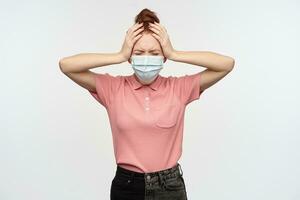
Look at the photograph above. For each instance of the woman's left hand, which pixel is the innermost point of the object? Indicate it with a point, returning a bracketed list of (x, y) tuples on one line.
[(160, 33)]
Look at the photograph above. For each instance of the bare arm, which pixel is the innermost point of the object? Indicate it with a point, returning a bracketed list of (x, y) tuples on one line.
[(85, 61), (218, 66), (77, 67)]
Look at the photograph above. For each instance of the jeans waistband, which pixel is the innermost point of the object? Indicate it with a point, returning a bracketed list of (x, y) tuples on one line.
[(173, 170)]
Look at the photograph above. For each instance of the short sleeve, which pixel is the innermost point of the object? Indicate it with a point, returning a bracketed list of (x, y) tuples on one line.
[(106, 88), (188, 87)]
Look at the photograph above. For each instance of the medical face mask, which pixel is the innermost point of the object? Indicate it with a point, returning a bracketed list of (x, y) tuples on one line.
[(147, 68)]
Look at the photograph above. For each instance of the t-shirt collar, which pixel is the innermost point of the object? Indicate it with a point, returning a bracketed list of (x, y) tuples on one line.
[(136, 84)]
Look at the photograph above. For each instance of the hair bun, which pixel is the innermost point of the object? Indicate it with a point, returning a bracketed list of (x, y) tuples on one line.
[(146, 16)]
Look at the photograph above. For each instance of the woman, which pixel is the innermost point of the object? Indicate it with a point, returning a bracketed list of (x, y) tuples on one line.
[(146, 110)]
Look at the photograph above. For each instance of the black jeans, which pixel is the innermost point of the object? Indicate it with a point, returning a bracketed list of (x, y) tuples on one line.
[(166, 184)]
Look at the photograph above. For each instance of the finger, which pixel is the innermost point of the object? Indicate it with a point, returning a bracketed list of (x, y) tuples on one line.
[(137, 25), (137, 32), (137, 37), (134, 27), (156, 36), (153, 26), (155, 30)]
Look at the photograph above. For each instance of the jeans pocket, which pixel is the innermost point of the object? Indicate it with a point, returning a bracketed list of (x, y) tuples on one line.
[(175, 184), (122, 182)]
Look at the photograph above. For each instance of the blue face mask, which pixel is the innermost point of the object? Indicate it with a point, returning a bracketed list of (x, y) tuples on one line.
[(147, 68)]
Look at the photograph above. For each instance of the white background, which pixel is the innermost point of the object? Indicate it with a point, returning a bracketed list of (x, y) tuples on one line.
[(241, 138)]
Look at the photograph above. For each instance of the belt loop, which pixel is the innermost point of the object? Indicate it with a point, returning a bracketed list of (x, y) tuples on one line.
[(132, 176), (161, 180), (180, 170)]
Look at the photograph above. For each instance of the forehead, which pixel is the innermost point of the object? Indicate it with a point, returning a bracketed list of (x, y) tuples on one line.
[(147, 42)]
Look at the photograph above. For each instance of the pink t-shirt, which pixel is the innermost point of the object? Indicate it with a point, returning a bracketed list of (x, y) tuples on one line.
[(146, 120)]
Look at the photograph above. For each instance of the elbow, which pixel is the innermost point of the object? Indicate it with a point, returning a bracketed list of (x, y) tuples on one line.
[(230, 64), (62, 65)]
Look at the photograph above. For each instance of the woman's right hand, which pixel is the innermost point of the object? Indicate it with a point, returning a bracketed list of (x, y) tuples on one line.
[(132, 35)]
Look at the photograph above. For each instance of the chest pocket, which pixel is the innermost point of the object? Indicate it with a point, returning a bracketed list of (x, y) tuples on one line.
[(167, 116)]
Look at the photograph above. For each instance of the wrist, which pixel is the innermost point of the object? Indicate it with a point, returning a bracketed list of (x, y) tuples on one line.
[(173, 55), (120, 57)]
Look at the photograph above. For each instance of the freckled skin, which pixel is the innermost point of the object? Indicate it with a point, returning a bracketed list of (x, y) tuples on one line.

________

PROMPT: Copy all of the material above word for word, leaving out the pictures.

ANSWER TO THE PROBLEM:
Look at the photograph above. For each instance of the woman's left hand, which pixel is the innermost point of the object? Indicate it with a point, returning a bracketed list of (x, y) tuples on one line.
[(160, 33)]
Look at the photograph above. For each instance of the bare arm, which pixel is the innermost point of the object? Indicate it with a point, returning a bracketed list of (x, y) tuples on one line.
[(85, 61), (218, 66), (77, 67)]
Look at the photograph above. For each instance of the jeans waistband, which pixel is the innermost point of the object? Indicate it with a point, returning a bracketed list of (x, y) tuples on one line.
[(173, 170)]
Look at the photograph above. For each instance of the short sleeve, which pixel is the innermost point of the object? Indicate it with a point, returning a bracketed list of (x, y) tuples on one line.
[(106, 88), (188, 87)]
Look at the photograph above. For each instance of the medical face mask, which pixel is the innermost point of the object? Indicate it with a point, returning a bracketed list of (x, y) tuples on one line.
[(147, 68)]
Look at the photograph above. For each instance of the t-shirt collar, which pixel is the innermost point of the object? Indicate it with a point, returning a bracketed list of (x, y) tuples on one line.
[(136, 84)]
Look at the photograph above. For each instance of the hair bun, which pixel is the innermost point of the object? Indicate it with a point, returning a bracketed list of (x, y) tuples on one line.
[(146, 16)]
Look at the photograph above. For each instance of the woman, which pixel is the innermost point of the object? Indicate it with a point, returning a bracketed list of (x, y) tuples on one line.
[(146, 110)]
Look at the photograph above. For each instance of the black jeans, which pixel is the innermost point of the object? Indicate it with a point, returning a bracketed list of (x, y) tuples on one line.
[(166, 184)]
Look at the photograph above. For each instance of the finger, which pixel is the innermost point of the object? Indicate it with a point, returning a bracketed list of (x, y) tuples on one line.
[(137, 25), (137, 32), (137, 37), (134, 27), (156, 36), (153, 26), (155, 30)]
Look at the photograph above. For each instance of the jeans pocket, which pixel is the innermost point of the object? Indicate it with a point, returning a bracketed list of (x, y) tuples on one line.
[(175, 184), (122, 182)]
Look at the photograph above. For each instance of the blue face mask, which pixel is the innermost point of the object? Indicate it with a point, returning a bracketed list of (x, y) tuples on one line.
[(147, 68)]
Look at the photograph above. For each instance of the white background, which pixel is the innermost point of the object? Indicate it with a point, returning a bracketed list of (x, y) tuples on one line.
[(241, 138)]
Look at the photograph above. For each instance of the belt loop, which pixel is the innermost point of the object? Indicate it with a point, returning a bracketed list of (x, y) tuples on one line.
[(132, 176), (161, 180), (180, 170)]
Look at the photograph above. For each instance of the forehead, which pixel is the innermost point of the object? Indicate it with a point, returning a bracketed list of (x, y) tuples on one line.
[(147, 42)]
Look at the photograph above. For each instance of the pink t-shirt, which pixel is the innermost point of the object? Indicate it with a point, returning a bracketed list of (x, y) tuples on one line.
[(146, 120)]
Look at the photograph above. For each instance of the elbow, which pixel is the innermost point of the object? Indicate it with a point, returning a bracketed list of (x, y) tuples on one line.
[(230, 64), (62, 65)]
Look at the photograph above. For each instance of the woman's right hand, which pixel is the innermost point of the object? Indicate it with a point, returning a bracketed list of (x, y) tuples on one line.
[(132, 35)]
Look at the photograph above. For each instance of the chest pocket, which pixel is the innermost point of the object? Indicate it with a point, returning a bracketed list of (x, y) tuples on one line.
[(167, 116)]
Look at the photograph above. For each instance of the wrist, which pixel is the innermost point of the object? Indicate it with a point, returning a bracketed list of (x, y) tuples on one line.
[(173, 55), (120, 57)]
Look at the photograph above. For each instance of the freckled skin, which pixel is the innermost point of the object? Indicate it with a point, returning a bracketed list of (x, y) tuples on one line.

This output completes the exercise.